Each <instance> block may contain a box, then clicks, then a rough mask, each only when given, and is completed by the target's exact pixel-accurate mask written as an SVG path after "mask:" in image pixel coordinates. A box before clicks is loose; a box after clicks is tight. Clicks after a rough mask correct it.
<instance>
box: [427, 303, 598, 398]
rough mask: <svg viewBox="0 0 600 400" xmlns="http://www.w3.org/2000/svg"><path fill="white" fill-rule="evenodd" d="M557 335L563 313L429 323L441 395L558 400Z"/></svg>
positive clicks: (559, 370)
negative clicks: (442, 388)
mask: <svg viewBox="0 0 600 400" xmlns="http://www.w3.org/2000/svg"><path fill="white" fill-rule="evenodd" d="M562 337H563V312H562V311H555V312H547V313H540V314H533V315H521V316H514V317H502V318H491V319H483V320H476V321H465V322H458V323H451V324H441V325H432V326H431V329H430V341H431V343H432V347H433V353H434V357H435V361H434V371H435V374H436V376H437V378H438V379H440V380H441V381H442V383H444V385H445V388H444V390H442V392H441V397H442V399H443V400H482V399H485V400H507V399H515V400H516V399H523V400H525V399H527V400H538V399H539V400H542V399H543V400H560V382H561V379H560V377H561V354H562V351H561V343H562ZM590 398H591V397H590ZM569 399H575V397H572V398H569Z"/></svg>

_What you should do_
Throughout the records above, find the lines in which the word "instance" appears and return them.

_Result_
Each <instance> block may contain a box, then clicks, then a rough mask, each only when given, and is completed by the target's exact pixel-accurate mask written as an SVG path after "mask:" in image pixel coordinates. A box before clicks is loose; a box after clicks is tight. Clicks after a rough mask correct it.
<instance>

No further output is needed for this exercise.